### [WHAT YOU NEED TO DO]
Reproduce this listing in full.

### [RECORDS FOR THE TASK]
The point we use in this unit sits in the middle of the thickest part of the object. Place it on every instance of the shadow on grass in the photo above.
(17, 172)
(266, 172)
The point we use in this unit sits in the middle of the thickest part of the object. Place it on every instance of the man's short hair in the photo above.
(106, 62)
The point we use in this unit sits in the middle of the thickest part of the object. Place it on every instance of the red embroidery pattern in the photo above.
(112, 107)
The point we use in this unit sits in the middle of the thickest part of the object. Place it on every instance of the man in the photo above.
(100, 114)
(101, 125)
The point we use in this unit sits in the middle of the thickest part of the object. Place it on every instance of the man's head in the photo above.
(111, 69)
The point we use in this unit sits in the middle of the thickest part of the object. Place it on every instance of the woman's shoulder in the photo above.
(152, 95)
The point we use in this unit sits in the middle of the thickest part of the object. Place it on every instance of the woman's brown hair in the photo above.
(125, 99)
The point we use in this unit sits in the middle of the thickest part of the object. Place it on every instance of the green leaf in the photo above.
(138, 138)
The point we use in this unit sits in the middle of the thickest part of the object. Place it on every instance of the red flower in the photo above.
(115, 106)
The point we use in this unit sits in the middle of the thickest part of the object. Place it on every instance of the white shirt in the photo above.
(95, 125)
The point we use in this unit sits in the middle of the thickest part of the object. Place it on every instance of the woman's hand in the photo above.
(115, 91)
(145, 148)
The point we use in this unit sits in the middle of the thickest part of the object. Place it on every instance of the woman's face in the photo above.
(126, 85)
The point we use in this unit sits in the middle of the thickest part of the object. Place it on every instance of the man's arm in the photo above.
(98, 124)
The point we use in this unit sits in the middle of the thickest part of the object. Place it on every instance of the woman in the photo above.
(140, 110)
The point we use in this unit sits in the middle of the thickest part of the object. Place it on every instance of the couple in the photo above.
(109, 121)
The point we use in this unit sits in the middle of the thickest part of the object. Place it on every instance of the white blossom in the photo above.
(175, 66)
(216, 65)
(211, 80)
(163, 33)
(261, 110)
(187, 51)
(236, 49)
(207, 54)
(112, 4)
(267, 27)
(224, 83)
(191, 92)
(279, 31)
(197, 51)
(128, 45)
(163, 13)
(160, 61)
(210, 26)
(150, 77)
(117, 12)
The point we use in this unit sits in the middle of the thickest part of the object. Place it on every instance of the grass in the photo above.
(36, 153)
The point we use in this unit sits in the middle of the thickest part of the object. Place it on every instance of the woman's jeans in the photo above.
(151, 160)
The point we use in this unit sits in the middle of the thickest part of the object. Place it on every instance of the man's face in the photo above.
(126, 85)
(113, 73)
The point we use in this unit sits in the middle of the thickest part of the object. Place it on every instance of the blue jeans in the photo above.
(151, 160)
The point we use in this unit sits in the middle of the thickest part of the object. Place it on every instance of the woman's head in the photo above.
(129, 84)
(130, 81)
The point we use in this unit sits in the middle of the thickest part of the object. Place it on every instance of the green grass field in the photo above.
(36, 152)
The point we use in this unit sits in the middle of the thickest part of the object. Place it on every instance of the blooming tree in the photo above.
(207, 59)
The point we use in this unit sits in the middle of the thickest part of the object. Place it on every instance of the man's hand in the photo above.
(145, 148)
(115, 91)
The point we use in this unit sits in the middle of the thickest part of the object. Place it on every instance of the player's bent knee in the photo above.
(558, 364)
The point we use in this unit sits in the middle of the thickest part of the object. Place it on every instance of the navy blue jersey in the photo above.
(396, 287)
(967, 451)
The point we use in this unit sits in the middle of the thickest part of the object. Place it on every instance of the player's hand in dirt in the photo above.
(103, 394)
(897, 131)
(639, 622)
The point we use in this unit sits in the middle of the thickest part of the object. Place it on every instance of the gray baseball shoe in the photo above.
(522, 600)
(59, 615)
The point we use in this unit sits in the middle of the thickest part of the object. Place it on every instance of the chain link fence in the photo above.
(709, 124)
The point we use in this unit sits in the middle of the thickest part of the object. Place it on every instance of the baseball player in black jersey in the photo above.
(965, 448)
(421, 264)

### [OUTPUT OF THE EXERCISE]
The point we use in this unit sits in the middle of the thickest part of the object. Place it on every instance of the shadow on grass in the photo above.
(17, 172)
(266, 172)
The point we use in this unit sits in the middle of the thickest part of the object. Place it on every instance of the man's short hair in the photo above.
(106, 62)
The point we use in this unit sits in the middle of the thickest part of the object. Place it on every instance of the red embroidery pattern in the photo above.
(112, 107)
The point we use in this unit sits in the middle of the thickest part of the object. Place it on every instance of the man in the photo above.
(100, 114)
(101, 125)
The point we use in this unit sits in the middle of the thickest part of the object. Place it on every instance of the man's head in the photo above.
(111, 69)
The point we use in this unit sits in the middle of the thickest part of the object. Place it on every instance of the woman's shoulder in the photo above.
(152, 95)
The point we use in this unit sits in the middle of the thickest part of the object. Place it on every instance of the woman's brown hair in the photo above.
(125, 99)
The point we use in this unit sits in the middle of the thickest part of the object. Place it on every instance of the green leaf in the photo above.
(138, 138)
The point we use in this unit sits in the middle of the thickest part of the object. Place it on every instance of the red flower in the photo above.
(115, 106)
The point we use in this unit sits in the middle of the thickest part of the object. Place it on every instance of the white shirt in the photo above.
(95, 125)
The point we use in this unit sits in the middle of the thickest part of the object. Place it on every instance of the woman's hand in the photo above.
(115, 91)
(145, 148)
The point we use in this unit sits in the middle of the thickest part of the object. Place it on every instance of the woman's face in the photo above.
(126, 85)
The point we use in this unit sits in the middle of the thickest part of the object. Place it on every instance of the man's arm in the photo above.
(98, 124)
The point we use in this unit sits in the middle of the thickest part of the object. Place it on every instance of the woman in the photo above.
(140, 110)
The point we use in this unit sits in the middle of the thickest part of the object. Place it on every instance of the couple in the photo above.
(109, 121)
The point we use in this unit sits in the middle of the thickest part of the object. Place it on every instance of the white blossom in the photo above.
(175, 66)
(216, 65)
(211, 80)
(163, 33)
(261, 110)
(187, 51)
(236, 49)
(207, 54)
(112, 4)
(267, 27)
(224, 83)
(191, 92)
(279, 31)
(197, 51)
(128, 45)
(163, 13)
(160, 61)
(210, 26)
(150, 77)
(117, 12)
The point we use in this unit sits in the middle of the thickest part of the object. Place it on every instance of the grass in the photo above.
(36, 153)
The point we use in this unit sits in the middle of the thickest part of the object. Place it on every instance of the woman's jeans in the photo above.
(151, 160)
The point we use in this unit sits in the middle of the thickest part of the object. Place it on every instance of the man's face in the photo above.
(126, 85)
(113, 73)
The point we use in this unit sits in the middle of the thickest part of the object. Place it on every instance of the blue jeans in the photo above.
(151, 160)
The point we use in this unit sits in the middle of the thickest part of the object. Place it on every instance of the woman's head in the photo above.
(129, 84)
(130, 81)
The point we use in this unit sits in the middle of the thickest part of the object. Place it on every instance of the green grass field in the photo above.
(36, 152)
The point we use in this unit sits in the middle of the thickest part of the object. Place it on every instance of the blooming tree in the photo above.
(207, 59)
The point we use in this unit sits in the middle of the thickest part of the object. Place it on every instance of the man's hand in the photo above.
(145, 148)
(115, 91)
The point we use in this unit sits in the middle of the thickest part of the object. Place it on every instance of the player's bent knee in the photo above.
(558, 364)
The point we use in this unit sits in the middle of the thickest part of the object. Place it on every instance of the navy blue jersey in the photo above.
(396, 287)
(967, 451)
The point we use in this unit sits in the middle of the thickest part of the object. Place it on every instance of the player's hand in dirt in the photo above.
(103, 394)
(897, 131)
(639, 622)
The point we use in this unit sits in the middle of the thickest part of the object. Place it on every instance of the gray baseball shoe in the photo above.
(522, 600)
(59, 615)
The point we use in this unit sits in the middle of the thickest part of the object. Place it on every instance of the chain link fence in the photo above.
(709, 124)
The point we use in this unit sits in the middle of the thickest part of the object. Place it on every instance of the baseball player in black jersey in the photo above.
(965, 448)
(421, 264)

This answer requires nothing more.